> WHAT THE TASK ASKS
After locating the line that contains "Exercise. Identify every instance of the landscaping" in the listing below, write out that line and every following line exactly, with no other output.

> PROVIDED ENTRIES

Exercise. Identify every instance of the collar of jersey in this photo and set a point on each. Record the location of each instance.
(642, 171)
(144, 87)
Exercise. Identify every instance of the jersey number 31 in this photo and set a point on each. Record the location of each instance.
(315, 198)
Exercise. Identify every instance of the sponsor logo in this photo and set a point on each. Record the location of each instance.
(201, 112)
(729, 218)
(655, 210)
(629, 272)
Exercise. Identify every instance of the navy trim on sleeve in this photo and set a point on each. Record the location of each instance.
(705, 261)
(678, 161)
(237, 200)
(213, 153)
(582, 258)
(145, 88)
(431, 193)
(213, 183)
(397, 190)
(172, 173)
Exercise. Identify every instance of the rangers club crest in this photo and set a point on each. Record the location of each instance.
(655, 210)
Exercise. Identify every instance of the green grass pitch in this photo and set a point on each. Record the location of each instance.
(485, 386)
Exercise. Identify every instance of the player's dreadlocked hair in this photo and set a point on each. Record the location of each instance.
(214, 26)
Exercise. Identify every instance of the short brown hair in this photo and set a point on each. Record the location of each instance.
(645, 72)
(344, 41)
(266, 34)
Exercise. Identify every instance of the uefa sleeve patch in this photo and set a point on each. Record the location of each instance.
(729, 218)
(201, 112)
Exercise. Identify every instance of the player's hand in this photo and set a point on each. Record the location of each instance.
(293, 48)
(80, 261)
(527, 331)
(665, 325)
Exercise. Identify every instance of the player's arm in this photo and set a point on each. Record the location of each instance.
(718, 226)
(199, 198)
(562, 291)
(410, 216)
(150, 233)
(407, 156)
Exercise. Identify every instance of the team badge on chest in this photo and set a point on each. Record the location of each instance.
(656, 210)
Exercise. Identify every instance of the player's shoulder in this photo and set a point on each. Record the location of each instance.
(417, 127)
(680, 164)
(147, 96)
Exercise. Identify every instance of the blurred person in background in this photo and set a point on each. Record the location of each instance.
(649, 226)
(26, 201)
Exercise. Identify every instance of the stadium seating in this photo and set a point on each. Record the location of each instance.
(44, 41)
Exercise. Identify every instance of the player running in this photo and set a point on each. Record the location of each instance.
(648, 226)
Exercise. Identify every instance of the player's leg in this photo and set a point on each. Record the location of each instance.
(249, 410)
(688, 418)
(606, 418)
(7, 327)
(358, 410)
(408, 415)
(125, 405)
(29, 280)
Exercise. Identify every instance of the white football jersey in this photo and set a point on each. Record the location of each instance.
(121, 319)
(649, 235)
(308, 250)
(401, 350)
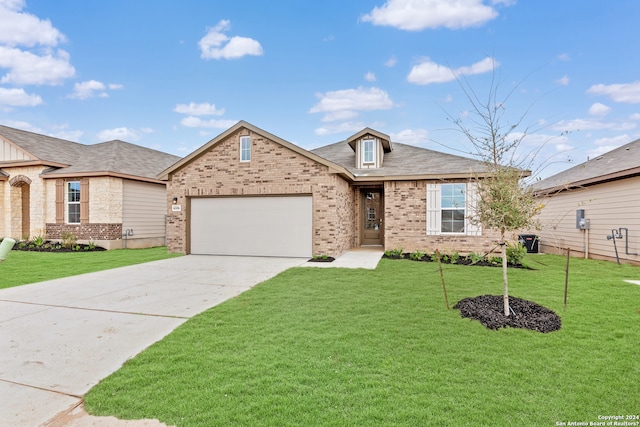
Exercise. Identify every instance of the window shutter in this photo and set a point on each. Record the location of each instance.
(433, 209)
(84, 200)
(473, 228)
(59, 201)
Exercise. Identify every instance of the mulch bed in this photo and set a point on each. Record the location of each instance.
(489, 310)
(461, 260)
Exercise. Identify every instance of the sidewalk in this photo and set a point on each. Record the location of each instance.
(362, 257)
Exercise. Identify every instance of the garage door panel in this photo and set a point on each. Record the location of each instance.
(258, 226)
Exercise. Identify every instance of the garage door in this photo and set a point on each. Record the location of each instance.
(255, 226)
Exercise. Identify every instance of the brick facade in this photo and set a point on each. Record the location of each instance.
(277, 168)
(406, 223)
(90, 232)
(273, 170)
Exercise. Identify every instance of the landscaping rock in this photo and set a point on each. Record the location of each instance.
(489, 310)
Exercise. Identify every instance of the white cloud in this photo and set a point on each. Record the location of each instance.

> SOLVED EXERCISE
Exercise. Identify every instance of the landscaping rock in this photo and set a point on each. Record the location of each instance.
(489, 310)
Exercise. Identify every instance of the white cloud in this photo and set a point on each. Record the location of each instance.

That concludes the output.